• Extract:
━━━━━━━━━━━━━━━━━━━━━━━━━━━━━━

Mark Stahl (born August 12, 1951) is an American former professional off-road and stock car racing driver. He competed in the NASCAR Winston Cup Series and the ARCA Re/MAX Series, and is a four-time winner of the Baja 1000 off-road race, twice winning the event overall.

Career
Born in San Diego, California, Stahl began his professional racing career in off-road racing; he scored overall wins in the Baja 1000 in his Chenowth VW in 1978 and 1980, and the car won just Class 1 (but not overall) in 1981. Stahl battled Frank "Scoop" Vessels for the win of the 1978 Baja 1000 and Vessels crossed the finish line 3 minutes ahead of Stahl - but had started 9 minutes earlier - giving the victory to Stahl by 6 minutes.

He moved to stock cars 1981, competing in the NASCAR Winston West Series; he competed in the series full-time in 1982, finishing 12th in points. Stahl also made his debut in the Winston Cup Series in 1981, driving in the Winston Western 500 at Riverside International Raceway, finishing 23rd.

Stahl competed in 30 races in the Winston Cup Series between 1981 and 1993; his best finish was 16th in 1986 at Darlington Raceway. He also failed to qualify for 32 additional events. In 1987 Stahl posted the fastest time in second-round qualifying for the 1987 Winston 500, becoming part of the fastest field in NASCAR history. He moved to South Carolina in 1991 to further his racing career. In 1990 Stahl acquired sponsorship from Hooters; his failing to qualify for the 1991 Motorcraft 500 at Atlanta International Raceway led to 1992 Winston Cup Series Champion Alan Kulwicki picking up the sponsorship for the event, and later receiving the sponsorship full-time. Stahl left NASCAR with more DNQs (33) than races run (30).

━━━━━━━━━━━━━━━━━━━━━━━━━━━━━━

(Dataset records)
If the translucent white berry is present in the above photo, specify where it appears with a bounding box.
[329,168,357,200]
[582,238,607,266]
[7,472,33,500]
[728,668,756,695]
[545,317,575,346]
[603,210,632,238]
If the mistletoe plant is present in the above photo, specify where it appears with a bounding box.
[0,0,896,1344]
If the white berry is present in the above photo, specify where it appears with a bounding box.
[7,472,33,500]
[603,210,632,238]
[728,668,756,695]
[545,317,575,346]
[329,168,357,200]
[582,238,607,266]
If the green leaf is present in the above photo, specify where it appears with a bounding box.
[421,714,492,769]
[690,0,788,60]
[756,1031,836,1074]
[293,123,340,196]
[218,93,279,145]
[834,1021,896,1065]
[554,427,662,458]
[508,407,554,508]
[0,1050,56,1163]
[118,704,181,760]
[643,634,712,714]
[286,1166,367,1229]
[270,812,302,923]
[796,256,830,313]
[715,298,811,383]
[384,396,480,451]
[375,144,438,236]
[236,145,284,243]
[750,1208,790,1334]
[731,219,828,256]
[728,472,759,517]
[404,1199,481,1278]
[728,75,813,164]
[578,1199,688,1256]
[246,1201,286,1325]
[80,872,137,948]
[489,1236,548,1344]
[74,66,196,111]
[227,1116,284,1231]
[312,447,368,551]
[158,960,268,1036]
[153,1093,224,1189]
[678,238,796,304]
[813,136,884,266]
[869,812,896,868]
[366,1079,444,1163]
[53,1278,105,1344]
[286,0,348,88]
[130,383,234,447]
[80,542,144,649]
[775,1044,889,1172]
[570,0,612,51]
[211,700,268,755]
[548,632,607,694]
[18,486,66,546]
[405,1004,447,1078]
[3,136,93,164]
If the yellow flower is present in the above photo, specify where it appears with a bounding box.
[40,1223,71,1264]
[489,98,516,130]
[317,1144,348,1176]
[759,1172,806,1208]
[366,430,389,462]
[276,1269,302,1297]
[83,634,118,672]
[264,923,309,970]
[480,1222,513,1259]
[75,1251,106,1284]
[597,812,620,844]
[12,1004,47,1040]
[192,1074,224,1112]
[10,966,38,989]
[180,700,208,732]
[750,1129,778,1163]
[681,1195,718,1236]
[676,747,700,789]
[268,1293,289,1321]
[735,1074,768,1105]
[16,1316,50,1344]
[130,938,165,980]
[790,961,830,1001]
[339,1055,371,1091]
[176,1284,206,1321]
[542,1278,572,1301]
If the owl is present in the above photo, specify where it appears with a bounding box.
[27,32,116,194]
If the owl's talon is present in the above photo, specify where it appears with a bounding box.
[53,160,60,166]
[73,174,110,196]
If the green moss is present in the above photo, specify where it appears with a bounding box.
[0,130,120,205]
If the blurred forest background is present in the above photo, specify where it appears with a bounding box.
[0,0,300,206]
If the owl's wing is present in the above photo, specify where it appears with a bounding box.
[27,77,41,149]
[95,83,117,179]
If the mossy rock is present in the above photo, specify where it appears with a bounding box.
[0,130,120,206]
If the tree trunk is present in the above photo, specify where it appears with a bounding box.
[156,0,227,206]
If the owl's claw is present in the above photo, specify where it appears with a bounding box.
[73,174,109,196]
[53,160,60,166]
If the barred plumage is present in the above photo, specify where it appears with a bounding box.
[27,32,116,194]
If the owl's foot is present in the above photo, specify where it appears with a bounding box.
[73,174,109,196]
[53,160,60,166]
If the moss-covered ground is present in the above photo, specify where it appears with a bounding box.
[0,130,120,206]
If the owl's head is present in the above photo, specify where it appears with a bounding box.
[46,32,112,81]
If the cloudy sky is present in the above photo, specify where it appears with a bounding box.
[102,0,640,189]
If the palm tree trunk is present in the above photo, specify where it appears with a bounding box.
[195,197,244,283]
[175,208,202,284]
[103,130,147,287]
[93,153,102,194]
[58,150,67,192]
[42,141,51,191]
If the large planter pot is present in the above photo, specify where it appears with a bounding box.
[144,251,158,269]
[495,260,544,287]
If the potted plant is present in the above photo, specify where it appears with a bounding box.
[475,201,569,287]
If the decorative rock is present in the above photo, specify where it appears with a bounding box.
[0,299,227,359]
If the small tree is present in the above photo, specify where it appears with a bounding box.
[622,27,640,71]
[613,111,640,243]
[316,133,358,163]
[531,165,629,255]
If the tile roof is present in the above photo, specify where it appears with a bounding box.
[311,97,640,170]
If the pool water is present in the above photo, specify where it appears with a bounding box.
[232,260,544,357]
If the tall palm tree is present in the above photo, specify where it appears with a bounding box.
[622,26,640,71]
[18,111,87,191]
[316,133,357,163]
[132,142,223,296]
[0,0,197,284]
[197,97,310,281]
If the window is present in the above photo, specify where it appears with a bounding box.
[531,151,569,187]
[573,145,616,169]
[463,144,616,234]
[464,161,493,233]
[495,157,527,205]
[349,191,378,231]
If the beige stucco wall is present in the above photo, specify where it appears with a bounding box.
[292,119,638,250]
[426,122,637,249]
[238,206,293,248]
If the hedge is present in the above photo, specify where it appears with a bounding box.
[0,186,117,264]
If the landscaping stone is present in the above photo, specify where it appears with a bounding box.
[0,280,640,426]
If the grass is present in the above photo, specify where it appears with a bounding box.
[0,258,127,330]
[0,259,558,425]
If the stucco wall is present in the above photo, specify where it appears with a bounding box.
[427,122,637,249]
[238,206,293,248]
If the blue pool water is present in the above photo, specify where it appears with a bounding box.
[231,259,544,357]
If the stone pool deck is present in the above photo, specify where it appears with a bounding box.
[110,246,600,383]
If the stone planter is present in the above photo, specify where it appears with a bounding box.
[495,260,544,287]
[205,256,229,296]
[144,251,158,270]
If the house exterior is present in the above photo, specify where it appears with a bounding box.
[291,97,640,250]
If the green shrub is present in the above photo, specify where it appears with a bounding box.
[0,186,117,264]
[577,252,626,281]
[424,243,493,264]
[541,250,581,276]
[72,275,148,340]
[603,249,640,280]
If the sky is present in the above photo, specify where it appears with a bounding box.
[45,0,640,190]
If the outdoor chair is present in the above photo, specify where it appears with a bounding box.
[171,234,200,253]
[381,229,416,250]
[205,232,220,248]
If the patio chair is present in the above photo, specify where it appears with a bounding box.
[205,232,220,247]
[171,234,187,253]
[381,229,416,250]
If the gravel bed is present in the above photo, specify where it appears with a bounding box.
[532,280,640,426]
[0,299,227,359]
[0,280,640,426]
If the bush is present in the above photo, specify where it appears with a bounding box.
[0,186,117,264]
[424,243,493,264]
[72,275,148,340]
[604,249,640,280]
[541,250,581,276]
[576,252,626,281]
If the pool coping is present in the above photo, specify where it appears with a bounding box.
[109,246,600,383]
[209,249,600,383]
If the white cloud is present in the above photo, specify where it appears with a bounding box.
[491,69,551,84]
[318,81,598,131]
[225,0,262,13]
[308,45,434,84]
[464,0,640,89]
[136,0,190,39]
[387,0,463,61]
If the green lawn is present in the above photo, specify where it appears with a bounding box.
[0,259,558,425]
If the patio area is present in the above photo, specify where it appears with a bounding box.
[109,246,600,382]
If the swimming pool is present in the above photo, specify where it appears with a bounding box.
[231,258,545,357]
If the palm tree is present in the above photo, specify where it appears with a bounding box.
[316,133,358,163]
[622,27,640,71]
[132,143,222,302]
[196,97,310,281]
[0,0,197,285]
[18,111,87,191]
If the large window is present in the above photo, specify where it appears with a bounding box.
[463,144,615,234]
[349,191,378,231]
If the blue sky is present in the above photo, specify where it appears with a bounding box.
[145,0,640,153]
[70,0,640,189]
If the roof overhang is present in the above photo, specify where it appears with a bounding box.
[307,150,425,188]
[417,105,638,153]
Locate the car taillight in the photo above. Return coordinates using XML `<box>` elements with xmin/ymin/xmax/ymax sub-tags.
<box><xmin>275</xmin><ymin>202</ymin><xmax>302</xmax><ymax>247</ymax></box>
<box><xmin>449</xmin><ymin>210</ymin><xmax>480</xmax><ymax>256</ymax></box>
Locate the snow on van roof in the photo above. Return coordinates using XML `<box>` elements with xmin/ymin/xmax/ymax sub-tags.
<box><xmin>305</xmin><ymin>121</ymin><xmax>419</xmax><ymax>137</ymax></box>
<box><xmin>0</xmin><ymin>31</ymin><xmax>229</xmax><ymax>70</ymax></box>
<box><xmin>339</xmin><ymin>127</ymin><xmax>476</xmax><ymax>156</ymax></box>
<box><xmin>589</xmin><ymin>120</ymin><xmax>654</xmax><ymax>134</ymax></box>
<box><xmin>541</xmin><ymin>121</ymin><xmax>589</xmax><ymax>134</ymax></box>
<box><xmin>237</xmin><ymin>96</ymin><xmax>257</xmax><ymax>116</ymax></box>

━━━━━━━━━━━━━━━━━━━━━━━━━━━━━━

• Prompt: Carry on the article about racing driver Mark Stahl, starting right after its last sentence. The data are not needed here.

• The response:
In 1988 Stahl made his debut in the Automobile Racing Club of America's Permatex SuperCar Series; he competed in 48 ARCA events between 1988 and 2001, posting a best finish of fourth at Talladega Superspeedway in 1997.

Following the 2001 racing season, Stahl retired from competition; in 2007, he came out of retirement to compete in the Baja 1000 once more, co-driving with Jim Christensen and winning the Touring Car class of the race. His 1977 Chenowth was restored by another driver for the 2011 NORRA Mexican 1000 vintage race and Stahl co-drove in the May event.

Motorsports career results

NASCAR
(key) (Bold – Pole position awarded by qualifying time. Italics – Pole position earned by points standings or practice time. * – Most laps led.)

Winston Cup Series

ARCA Re/Max Series
(key) (Bold – Pole position awarded by qualifying time. Italics – Pole position earned by points standings or practice time. * – Most laps led.)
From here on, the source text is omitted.